* **BRIEF**
Images within the entries are to be omitted; the remainder must be reproduced exactly.

* **Data entries**
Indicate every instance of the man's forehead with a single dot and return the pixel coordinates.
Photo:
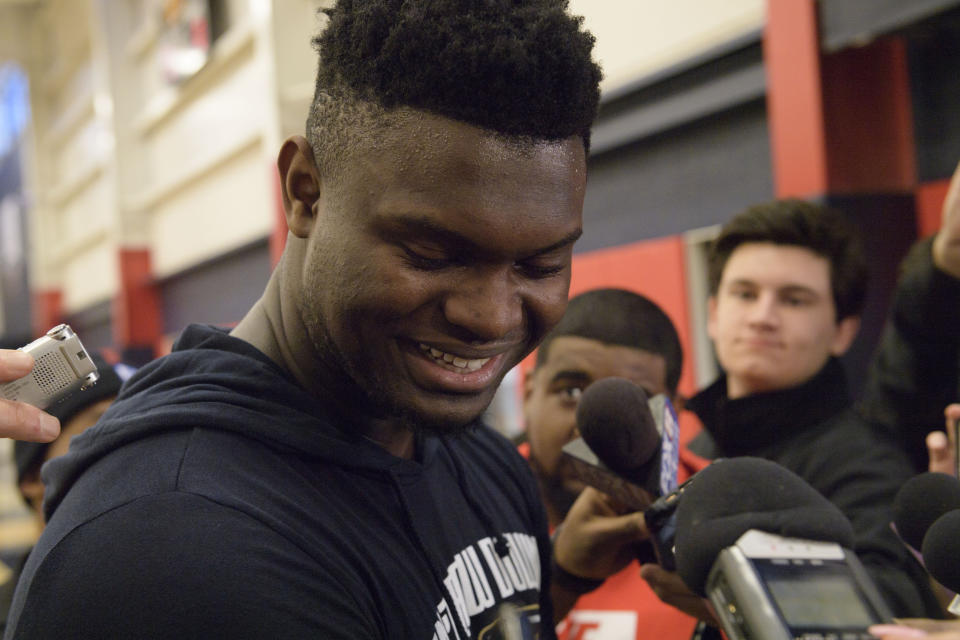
(570, 353)
(781, 266)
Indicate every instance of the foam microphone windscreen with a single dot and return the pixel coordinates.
(941, 550)
(614, 420)
(921, 500)
(734, 495)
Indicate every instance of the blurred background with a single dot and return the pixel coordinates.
(138, 191)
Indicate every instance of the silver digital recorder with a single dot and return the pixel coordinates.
(61, 367)
(767, 587)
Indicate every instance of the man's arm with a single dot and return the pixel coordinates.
(916, 371)
(177, 565)
(595, 541)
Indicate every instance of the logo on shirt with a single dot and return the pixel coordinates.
(478, 579)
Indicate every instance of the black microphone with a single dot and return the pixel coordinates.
(619, 448)
(615, 421)
(734, 495)
(941, 550)
(920, 502)
(772, 555)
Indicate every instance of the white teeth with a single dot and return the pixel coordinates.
(456, 361)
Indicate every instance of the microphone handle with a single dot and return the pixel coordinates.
(954, 437)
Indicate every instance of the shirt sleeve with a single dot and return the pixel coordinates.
(177, 565)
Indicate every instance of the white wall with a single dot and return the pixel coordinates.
(638, 37)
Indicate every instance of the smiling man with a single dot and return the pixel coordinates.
(320, 471)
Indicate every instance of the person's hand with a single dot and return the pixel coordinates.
(946, 246)
(941, 445)
(20, 420)
(596, 538)
(910, 628)
(671, 590)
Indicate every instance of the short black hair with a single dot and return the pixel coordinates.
(792, 222)
(621, 317)
(519, 68)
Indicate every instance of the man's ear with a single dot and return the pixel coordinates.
(528, 383)
(846, 332)
(299, 184)
(712, 318)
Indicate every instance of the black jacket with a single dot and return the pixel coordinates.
(216, 500)
(813, 431)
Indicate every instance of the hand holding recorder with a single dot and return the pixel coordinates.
(38, 375)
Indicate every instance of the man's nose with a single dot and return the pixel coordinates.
(764, 310)
(488, 305)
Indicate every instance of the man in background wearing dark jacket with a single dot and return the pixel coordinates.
(788, 282)
(319, 471)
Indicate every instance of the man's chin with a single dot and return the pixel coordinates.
(439, 423)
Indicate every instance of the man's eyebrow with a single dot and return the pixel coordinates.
(799, 288)
(574, 375)
(787, 288)
(418, 224)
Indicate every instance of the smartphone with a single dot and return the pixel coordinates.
(61, 367)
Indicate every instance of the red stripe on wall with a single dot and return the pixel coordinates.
(278, 237)
(136, 307)
(869, 124)
(929, 201)
(791, 53)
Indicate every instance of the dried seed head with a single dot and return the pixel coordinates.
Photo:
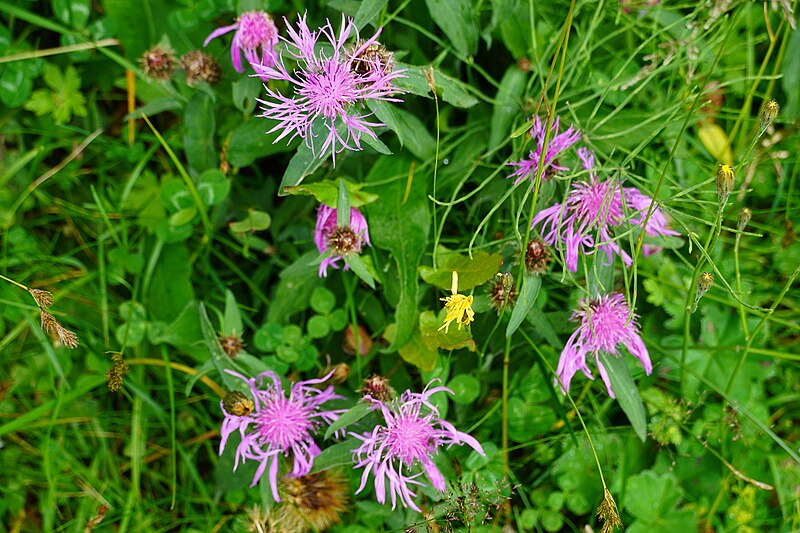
(378, 388)
(158, 63)
(769, 112)
(537, 257)
(373, 58)
(199, 66)
(726, 179)
(607, 512)
(237, 404)
(315, 501)
(744, 218)
(231, 345)
(502, 293)
(117, 371)
(340, 373)
(343, 241)
(43, 298)
(349, 342)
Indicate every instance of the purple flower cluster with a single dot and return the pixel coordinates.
(331, 81)
(605, 323)
(593, 209)
(274, 424)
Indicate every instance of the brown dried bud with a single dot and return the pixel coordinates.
(43, 298)
(537, 257)
(231, 345)
(158, 63)
(349, 342)
(199, 66)
(378, 388)
(237, 404)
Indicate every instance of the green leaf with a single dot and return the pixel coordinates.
(254, 221)
(527, 297)
(456, 18)
(367, 11)
(465, 388)
(410, 130)
(508, 105)
(327, 192)
(433, 337)
(198, 132)
(471, 272)
(401, 228)
(351, 416)
(250, 141)
(358, 266)
(626, 391)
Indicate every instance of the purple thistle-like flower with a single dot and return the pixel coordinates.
(412, 434)
(279, 425)
(254, 30)
(329, 85)
(585, 221)
(341, 241)
(528, 168)
(606, 323)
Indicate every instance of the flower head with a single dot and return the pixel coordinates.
(254, 30)
(529, 168)
(412, 435)
(458, 306)
(330, 87)
(592, 210)
(606, 322)
(341, 241)
(277, 424)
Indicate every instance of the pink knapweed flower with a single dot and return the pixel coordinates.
(606, 323)
(341, 241)
(592, 210)
(528, 168)
(254, 30)
(330, 84)
(412, 434)
(279, 425)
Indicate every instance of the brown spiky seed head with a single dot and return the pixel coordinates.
(349, 342)
(537, 257)
(237, 404)
(199, 66)
(502, 293)
(43, 298)
(343, 241)
(158, 63)
(378, 388)
(316, 501)
(373, 58)
(231, 345)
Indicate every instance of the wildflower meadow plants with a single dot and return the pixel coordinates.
(339, 266)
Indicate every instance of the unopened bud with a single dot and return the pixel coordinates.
(726, 179)
(769, 112)
(744, 218)
(704, 283)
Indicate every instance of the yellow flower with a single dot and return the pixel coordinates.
(458, 306)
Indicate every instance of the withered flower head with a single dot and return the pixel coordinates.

* **RESPONSE TO THE EXERCISE**
Indicate every instance of the man's forehead with a single dot and return the pixel coordinates.
Photo:
(570, 353)
(781, 266)
Indicate every instance of the foam microphone windscreen with a single dot and return the pixel coordinates.
(941, 550)
(614, 420)
(921, 500)
(734, 495)
Indicate every instance of the blurred background with a single dot and return the pixel coordinates.
(138, 191)
Indicate every instance of the silver digital recorder with a single dot and return the pixel coordinates.
(61, 367)
(767, 587)
Indicate every instance of the man's arm with a single dot and return the pixel coordinates.
(916, 371)
(177, 565)
(595, 541)
Indicate every instance of the logo on shirt with a single dot and return the pixel coordinates.
(478, 579)
Indicate every instance of the black microphone with a single dot and return the pixel coordinates.
(619, 448)
(615, 421)
(734, 495)
(941, 550)
(920, 502)
(772, 555)
Indicate every instance of the white teeth with a single dot and return the pixel coordinates.
(456, 361)
Indicate every instance of the microphone handle with a single dot and return the pixel coordinates.
(954, 437)
Indicate every instance of the shirt sleeve with a single dot and return the pixel coordinates.
(177, 565)
Indicate every instance of the white wall with a single dot and return the pixel coordinates.
(638, 37)
Indicate every instance of the smiling man with a single dot and return the pixel coordinates.
(320, 471)
Indicate every instance of the person's hand with a single dot and return the pixel coordinates.
(946, 246)
(941, 445)
(20, 420)
(596, 538)
(910, 628)
(671, 590)
Indicate every instance of the short black hair with a single dot and return the pixel coordinates.
(792, 222)
(621, 317)
(519, 68)
Indicate every instance of the man's ear with a single dot and return the pixel coordinates.
(528, 383)
(846, 332)
(299, 184)
(712, 318)
Indicate every instance of the black jacket with a single dot and return the pixel coordinates.
(216, 500)
(813, 431)
Indicate every instance of the hand holding recorder with a single dot and return the pixel coordinates.
(38, 375)
Indicate every instance of the man's nose with a single dot and return the pixel coordinates.
(764, 310)
(488, 305)
Indicate every instance of the man in background wearing dark jacket with a single dot and return the pixel coordinates.
(788, 282)
(319, 471)
Indicate every instance of the man's chin with a single dot and return the pixel coordinates.
(439, 423)
Indicate every instance of the man's eyebrow with a single dot and return the pixel coordinates.
(799, 288)
(574, 375)
(787, 288)
(418, 224)
Indicate every instance of the smartphone with a single dot and return the pixel coordinates.
(61, 367)
Indicate every instance of the red stripe on wall with a single dot and return the pixel coordinates.
(278, 237)
(136, 307)
(869, 124)
(929, 201)
(791, 53)
Indicate every instance of the dried seed head with a single dot and return the pixel coordinates.
Photo:
(378, 388)
(158, 63)
(769, 112)
(537, 257)
(373, 58)
(199, 66)
(726, 179)
(607, 512)
(237, 404)
(315, 501)
(744, 218)
(231, 345)
(502, 293)
(117, 371)
(340, 373)
(343, 241)
(43, 298)
(349, 342)
Indicate every instance of the purple flower cluster with a single dot and return the pixel coordinates.
(331, 81)
(605, 323)
(593, 209)
(274, 424)
Indicate every instance of the brown dried bud with a single dot and return the pixel coordinates.
(43, 298)
(537, 257)
(231, 345)
(158, 63)
(349, 342)
(199, 66)
(378, 388)
(237, 404)
Indicate every instance of the green leaf with a single dot and return the pixel coordinates.
(254, 221)
(527, 297)
(456, 18)
(367, 11)
(465, 388)
(410, 130)
(508, 105)
(327, 192)
(433, 337)
(198, 132)
(471, 272)
(401, 228)
(351, 416)
(250, 141)
(358, 266)
(626, 391)
Indicate every instance of the purple thistle-like flower with a single dot and return the pixel coordinates.
(412, 434)
(279, 425)
(254, 30)
(329, 85)
(585, 221)
(341, 241)
(528, 168)
(606, 323)
Indicate every instance of the flower head with a single dot and return the pixel coordinates.
(254, 30)
(529, 168)
(412, 435)
(458, 306)
(330, 87)
(592, 210)
(606, 322)
(341, 241)
(277, 424)
Indicate every instance of the pink knapweed flower with a single dot and return the pixel coordinates.
(606, 323)
(341, 241)
(592, 210)
(528, 168)
(254, 30)
(330, 84)
(412, 434)
(279, 425)
Indicate every instance of the brown spiky seed head with a single dot and return the pixel coordinates.
(349, 342)
(537, 257)
(237, 404)
(199, 66)
(502, 293)
(43, 298)
(343, 241)
(158, 63)
(378, 388)
(316, 501)
(373, 58)
(231, 345)
Indicate every instance of the wildflower meadow plants with a single dot and return the pixel coordinates.
(339, 266)
Indicate every instance of the unopened bud with a single dot and return the pixel coordinates.
(726, 179)
(769, 112)
(744, 218)
(704, 283)
Indicate every instance of the yellow flower with a single dot and return the pixel coordinates.
(458, 306)
Indicate every instance of the withered flower head with a single dot and return the pixel coordinates.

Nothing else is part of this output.